▶ _Written problem_:
Reproduce each of the following items word for word, changing nothing.

▶ _Provided data_:
Start
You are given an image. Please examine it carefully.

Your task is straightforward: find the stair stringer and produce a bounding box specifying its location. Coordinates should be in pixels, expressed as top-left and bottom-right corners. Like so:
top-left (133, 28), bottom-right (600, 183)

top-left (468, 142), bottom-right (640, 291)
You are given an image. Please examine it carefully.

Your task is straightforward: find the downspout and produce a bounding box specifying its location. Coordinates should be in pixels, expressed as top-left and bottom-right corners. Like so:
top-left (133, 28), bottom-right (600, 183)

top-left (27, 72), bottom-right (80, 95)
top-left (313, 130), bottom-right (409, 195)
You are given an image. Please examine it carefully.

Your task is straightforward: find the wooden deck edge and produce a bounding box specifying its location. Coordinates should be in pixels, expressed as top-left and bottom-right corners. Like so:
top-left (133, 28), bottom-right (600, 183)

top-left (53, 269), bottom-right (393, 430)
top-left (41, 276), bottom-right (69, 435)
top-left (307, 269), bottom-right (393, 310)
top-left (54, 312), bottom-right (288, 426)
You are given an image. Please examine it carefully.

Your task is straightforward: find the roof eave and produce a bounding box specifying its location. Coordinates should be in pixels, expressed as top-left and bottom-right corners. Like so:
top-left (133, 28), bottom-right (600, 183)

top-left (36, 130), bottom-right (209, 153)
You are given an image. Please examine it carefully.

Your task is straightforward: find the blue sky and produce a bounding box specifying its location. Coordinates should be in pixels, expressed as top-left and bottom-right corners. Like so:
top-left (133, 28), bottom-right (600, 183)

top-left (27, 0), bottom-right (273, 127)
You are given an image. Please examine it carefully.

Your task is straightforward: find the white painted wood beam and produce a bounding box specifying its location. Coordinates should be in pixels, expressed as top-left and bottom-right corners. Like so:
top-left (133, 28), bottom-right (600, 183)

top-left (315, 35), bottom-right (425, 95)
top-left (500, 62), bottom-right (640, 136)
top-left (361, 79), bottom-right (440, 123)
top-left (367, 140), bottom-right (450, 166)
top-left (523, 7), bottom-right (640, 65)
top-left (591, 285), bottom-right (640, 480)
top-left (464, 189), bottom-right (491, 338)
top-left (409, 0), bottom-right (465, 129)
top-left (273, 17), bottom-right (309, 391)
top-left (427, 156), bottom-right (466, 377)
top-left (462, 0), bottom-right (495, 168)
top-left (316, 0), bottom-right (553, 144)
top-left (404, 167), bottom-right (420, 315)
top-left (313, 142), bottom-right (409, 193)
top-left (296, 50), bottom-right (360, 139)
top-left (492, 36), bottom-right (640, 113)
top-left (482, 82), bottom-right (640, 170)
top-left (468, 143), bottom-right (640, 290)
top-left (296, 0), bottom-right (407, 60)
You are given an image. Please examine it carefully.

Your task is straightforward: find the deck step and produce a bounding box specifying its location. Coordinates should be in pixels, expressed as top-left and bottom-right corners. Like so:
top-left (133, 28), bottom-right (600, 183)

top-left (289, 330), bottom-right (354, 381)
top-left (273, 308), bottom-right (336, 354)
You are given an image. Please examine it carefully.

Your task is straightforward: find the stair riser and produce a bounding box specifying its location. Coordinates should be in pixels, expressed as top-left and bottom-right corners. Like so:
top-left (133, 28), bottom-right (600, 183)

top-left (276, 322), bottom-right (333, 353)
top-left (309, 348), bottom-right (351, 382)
End
▶ _Solution to the problem_:
You are given an image. Please examine it carefully.

Your task is straightforward: find the stair stringer and produce a bounding box specifying its location. Coordinates should be in pixels, expressed as top-left and bottom-right corners. Like so:
top-left (133, 28), bottom-right (600, 183)

top-left (468, 142), bottom-right (640, 291)
You are given an image. Please examine it carefully.

Your task is straightforward: find the downspout and produce a bounding box specifying its location. Coordinates should be in pixels, expressed as top-left and bottom-right corners. Like so:
top-left (133, 28), bottom-right (600, 183)

top-left (27, 72), bottom-right (80, 95)
top-left (313, 130), bottom-right (409, 195)
You are given an image. Please examine it carefully.

Your task is straightforward: find the wooden deck edge and produce a bounding box specifying its location. Coordinates should be in pixels, expressed as top-left and bottom-right corners. Like so:
top-left (133, 28), bottom-right (600, 183)

top-left (53, 269), bottom-right (393, 430)
top-left (41, 276), bottom-right (69, 435)
top-left (307, 269), bottom-right (393, 310)
top-left (54, 312), bottom-right (288, 426)
You are given an image. Please examine it carefully.

Your task is straightforward: find the roof eave and produce a bounding box specifying its location. Coordinates should be in pixels, expressed as top-left and bottom-right corners. Like so:
top-left (133, 28), bottom-right (600, 183)

top-left (36, 130), bottom-right (209, 153)
You are given an image. Please examine it carefully.

Your task is straightforward: find the blue sky and produce a bounding box specifying its location. Coordinates should be in pixels, expressed as top-left and bottom-right corners. Like so:
top-left (133, 28), bottom-right (600, 183)

top-left (27, 0), bottom-right (273, 127)
You are given an image. Please examine it carefully.

Your task is straightforward: find the white painted wood beam and produce a bounding box specifying its location. Coordinates should be in pixels, expressed as top-left and bottom-right corners. Like so:
top-left (133, 28), bottom-right (600, 183)

top-left (315, 35), bottom-right (425, 95)
top-left (500, 62), bottom-right (640, 136)
top-left (361, 79), bottom-right (440, 123)
top-left (367, 140), bottom-right (450, 166)
top-left (523, 7), bottom-right (640, 65)
top-left (591, 285), bottom-right (640, 480)
top-left (464, 189), bottom-right (491, 338)
top-left (409, 0), bottom-right (465, 129)
top-left (273, 17), bottom-right (309, 391)
top-left (427, 156), bottom-right (466, 377)
top-left (462, 0), bottom-right (495, 168)
top-left (316, 0), bottom-right (553, 144)
top-left (404, 167), bottom-right (420, 315)
top-left (313, 142), bottom-right (409, 193)
top-left (296, 50), bottom-right (360, 139)
top-left (492, 36), bottom-right (640, 113)
top-left (482, 82), bottom-right (640, 170)
top-left (468, 143), bottom-right (640, 290)
top-left (296, 0), bottom-right (407, 60)
You are given an image. Please examine it carefully.

Your task is straightforward: find the deck step and produce a bounding box specifying its location. Coordinates should be in pixels, expressed as top-left and bottom-right corners. Like so:
top-left (133, 28), bottom-right (600, 183)

top-left (289, 330), bottom-right (354, 381)
top-left (273, 308), bottom-right (336, 354)
You are given an image. Please examine it carefully.

Your task is straightforward: find the stair riser and produce a bounding box specifying its location. Coordinates should be in pixels, expressed as top-left and bottom-right corners. Like so:
top-left (133, 28), bottom-right (600, 183)

top-left (276, 322), bottom-right (333, 353)
top-left (309, 348), bottom-right (351, 382)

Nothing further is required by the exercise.